>> Start
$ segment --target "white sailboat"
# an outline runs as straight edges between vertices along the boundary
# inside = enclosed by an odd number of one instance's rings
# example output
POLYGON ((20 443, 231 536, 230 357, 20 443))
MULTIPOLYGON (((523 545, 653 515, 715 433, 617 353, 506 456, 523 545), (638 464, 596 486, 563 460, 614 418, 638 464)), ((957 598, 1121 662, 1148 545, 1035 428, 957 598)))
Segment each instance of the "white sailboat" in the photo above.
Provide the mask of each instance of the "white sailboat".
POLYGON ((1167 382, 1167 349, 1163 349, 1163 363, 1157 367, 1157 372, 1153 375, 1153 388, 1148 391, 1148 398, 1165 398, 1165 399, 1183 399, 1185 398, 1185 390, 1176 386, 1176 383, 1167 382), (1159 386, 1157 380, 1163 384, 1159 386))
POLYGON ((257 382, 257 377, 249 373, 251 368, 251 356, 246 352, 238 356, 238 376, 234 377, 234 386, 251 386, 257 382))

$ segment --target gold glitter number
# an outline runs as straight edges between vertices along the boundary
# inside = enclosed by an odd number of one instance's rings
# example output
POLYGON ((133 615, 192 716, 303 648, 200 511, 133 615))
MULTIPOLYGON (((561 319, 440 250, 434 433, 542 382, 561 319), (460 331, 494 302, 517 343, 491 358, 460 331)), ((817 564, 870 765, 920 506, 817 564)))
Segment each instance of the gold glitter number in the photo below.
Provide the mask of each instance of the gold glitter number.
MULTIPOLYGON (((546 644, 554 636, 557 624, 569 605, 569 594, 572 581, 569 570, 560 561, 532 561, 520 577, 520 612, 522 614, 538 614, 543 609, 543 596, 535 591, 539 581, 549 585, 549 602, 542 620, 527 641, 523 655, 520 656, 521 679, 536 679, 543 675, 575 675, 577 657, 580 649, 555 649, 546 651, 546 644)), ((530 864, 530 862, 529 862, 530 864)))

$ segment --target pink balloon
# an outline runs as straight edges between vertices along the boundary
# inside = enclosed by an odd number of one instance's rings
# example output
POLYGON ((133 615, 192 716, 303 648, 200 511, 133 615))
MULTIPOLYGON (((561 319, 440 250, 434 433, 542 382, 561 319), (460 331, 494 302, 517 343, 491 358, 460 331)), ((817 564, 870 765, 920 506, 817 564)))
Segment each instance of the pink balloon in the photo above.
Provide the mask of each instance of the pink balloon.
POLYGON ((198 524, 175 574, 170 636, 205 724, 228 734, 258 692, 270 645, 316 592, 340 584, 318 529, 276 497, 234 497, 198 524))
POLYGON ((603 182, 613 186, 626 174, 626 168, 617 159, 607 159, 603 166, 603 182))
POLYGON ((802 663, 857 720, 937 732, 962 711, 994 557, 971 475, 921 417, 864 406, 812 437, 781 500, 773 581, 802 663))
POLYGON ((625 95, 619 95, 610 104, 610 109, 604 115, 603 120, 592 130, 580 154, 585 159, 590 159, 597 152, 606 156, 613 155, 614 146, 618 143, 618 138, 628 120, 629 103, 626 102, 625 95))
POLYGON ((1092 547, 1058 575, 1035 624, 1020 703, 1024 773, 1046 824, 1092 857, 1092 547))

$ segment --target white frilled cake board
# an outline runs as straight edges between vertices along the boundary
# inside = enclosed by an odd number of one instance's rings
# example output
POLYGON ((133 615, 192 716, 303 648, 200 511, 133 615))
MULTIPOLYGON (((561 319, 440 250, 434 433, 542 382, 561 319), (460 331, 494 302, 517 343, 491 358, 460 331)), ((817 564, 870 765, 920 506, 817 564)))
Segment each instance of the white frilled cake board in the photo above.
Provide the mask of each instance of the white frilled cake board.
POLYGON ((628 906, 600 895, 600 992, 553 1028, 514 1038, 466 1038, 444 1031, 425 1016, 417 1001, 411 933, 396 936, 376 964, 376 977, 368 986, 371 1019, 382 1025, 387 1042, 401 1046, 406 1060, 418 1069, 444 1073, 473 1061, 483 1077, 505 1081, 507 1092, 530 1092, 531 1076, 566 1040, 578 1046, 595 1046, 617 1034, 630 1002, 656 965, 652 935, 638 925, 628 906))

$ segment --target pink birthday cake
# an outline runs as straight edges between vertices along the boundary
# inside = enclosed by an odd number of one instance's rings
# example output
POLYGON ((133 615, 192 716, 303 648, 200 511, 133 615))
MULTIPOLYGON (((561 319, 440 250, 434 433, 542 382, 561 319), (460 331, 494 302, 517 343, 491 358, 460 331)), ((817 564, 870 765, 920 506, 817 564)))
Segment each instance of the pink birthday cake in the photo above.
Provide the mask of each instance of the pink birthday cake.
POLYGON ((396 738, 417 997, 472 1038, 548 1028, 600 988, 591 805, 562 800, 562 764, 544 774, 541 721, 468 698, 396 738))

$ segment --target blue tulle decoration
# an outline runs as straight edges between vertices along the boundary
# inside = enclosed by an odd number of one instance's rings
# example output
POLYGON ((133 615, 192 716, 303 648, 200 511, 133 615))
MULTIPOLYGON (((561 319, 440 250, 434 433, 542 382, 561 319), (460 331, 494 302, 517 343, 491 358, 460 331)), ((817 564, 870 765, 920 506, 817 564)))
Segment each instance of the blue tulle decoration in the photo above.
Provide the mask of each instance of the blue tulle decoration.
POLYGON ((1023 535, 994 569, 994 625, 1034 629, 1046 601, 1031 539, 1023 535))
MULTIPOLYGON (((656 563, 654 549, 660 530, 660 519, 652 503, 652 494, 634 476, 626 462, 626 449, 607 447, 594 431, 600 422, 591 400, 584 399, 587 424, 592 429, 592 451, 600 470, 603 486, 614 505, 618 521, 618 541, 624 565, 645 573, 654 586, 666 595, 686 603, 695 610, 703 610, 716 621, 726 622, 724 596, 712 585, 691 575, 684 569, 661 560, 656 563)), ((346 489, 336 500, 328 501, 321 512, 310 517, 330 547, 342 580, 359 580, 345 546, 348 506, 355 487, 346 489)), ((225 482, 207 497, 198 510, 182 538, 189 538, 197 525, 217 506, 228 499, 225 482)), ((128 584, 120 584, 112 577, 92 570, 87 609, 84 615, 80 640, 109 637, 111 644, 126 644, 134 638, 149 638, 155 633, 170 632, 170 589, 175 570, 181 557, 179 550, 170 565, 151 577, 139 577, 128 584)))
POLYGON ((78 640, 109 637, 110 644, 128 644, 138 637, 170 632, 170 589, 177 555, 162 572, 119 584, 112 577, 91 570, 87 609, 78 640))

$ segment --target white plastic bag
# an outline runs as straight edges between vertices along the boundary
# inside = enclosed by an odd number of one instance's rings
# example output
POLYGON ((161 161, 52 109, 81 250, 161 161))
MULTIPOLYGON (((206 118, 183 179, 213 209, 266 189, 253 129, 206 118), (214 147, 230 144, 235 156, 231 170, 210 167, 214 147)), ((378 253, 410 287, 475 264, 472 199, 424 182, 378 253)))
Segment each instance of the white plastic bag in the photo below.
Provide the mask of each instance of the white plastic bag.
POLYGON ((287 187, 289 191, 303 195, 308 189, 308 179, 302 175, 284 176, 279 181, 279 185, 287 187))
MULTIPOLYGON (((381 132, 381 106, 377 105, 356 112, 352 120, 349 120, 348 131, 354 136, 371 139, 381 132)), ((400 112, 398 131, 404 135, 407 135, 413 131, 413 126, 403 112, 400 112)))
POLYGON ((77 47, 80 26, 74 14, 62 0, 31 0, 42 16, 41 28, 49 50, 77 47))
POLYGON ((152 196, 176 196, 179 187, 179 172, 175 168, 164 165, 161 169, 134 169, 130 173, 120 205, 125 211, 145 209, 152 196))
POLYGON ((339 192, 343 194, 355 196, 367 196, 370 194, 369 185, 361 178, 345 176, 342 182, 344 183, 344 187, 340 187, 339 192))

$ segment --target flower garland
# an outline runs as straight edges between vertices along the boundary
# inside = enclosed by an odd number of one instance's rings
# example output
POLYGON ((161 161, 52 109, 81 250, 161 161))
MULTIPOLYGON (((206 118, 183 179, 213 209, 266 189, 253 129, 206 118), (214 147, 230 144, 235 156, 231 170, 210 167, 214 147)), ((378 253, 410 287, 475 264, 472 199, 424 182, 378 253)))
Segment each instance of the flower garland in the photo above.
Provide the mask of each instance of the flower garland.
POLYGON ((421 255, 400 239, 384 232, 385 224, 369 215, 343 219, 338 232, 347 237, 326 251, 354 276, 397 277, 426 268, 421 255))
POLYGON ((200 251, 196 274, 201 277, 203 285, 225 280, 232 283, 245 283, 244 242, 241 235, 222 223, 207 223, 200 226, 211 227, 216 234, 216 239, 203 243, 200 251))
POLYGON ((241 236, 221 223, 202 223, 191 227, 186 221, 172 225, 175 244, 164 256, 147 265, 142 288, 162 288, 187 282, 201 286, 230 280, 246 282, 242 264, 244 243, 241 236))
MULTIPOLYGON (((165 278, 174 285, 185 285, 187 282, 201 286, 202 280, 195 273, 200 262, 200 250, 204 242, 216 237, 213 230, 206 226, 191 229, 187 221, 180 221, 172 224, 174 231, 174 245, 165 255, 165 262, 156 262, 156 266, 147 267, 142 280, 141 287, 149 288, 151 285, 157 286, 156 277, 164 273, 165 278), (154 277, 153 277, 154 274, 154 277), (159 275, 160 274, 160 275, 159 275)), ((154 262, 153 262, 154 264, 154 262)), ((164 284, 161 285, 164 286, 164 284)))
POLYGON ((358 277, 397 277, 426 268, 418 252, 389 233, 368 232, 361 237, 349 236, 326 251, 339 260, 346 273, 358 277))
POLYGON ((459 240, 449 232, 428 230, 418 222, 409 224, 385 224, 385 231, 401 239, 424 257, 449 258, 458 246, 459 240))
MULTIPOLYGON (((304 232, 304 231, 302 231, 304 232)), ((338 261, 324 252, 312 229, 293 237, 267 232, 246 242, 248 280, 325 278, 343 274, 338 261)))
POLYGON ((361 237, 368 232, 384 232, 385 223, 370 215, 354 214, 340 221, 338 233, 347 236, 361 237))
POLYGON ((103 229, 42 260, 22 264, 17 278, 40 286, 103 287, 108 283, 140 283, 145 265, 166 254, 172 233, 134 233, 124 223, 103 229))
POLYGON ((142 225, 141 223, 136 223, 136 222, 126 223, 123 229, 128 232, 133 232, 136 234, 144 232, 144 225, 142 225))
>> End
=== Task statement ===
Please transcribe the entries character for character, starting at the line that contains "--target pink balloon" and stopping after the line that contains "POLYGON ((628 906, 600".

=== Complete response ===
$ segment --target pink balloon
# an outline runs as straight edges between vertices along the boundary
# inside = enclosed by an odd number of one instance's rings
# example output
POLYGON ((133 615, 192 716, 303 648, 200 511, 133 615))
MULTIPOLYGON (((561 319, 440 250, 434 433, 542 382, 561 319), (460 331, 494 302, 517 343, 491 358, 460 331)), ((817 564, 870 765, 920 506, 817 564)))
Segment each instance of the pink balloon in the photo above.
Provide the mask of each instance of the pink balloon.
POLYGON ((198 524, 175 574, 170 636, 205 724, 228 734, 258 692, 270 645, 316 592, 340 584, 318 529, 276 497, 234 497, 198 524))
POLYGON ((603 182, 613 186, 626 174, 626 168, 617 159, 607 159, 603 166, 603 182))
POLYGON ((802 663, 857 720, 937 732, 962 711, 994 557, 971 475, 921 417, 864 406, 812 437, 781 500, 773 581, 802 663))
POLYGON ((625 95, 619 95, 610 104, 610 109, 604 115, 603 120, 592 130, 580 154, 585 159, 590 159, 597 152, 606 156, 613 155, 614 146, 618 143, 618 138, 628 120, 629 103, 626 102, 625 95))
POLYGON ((1092 547, 1058 575, 1035 624, 1020 703, 1024 773, 1046 824, 1092 857, 1092 547))

$ segment --target white frilled cake board
# an outline runs as straight edges between vertices along the boundary
# inside = enclosed by an odd number of one instance's rings
# example output
POLYGON ((133 615, 192 716, 303 648, 200 511, 133 615))
MULTIPOLYGON (((561 319, 440 250, 434 433, 542 382, 561 319), (460 331, 494 302, 517 343, 491 358, 460 331)), ((817 564, 870 765, 920 506, 817 564)))
Segment each instance of the white frilled cake board in the photo above.
Provide the mask of each instance of the white frilled cake board.
POLYGON ((628 906, 600 895, 600 992, 553 1028, 514 1038, 466 1038, 444 1031, 425 1016, 417 1001, 411 933, 396 936, 376 964, 376 977, 368 986, 371 1019, 382 1025, 387 1042, 401 1046, 406 1060, 418 1069, 444 1073, 473 1061, 483 1077, 505 1081, 507 1092, 530 1092, 531 1076, 566 1040, 578 1046, 595 1046, 617 1034, 630 1002, 656 965, 652 935, 638 925, 628 906))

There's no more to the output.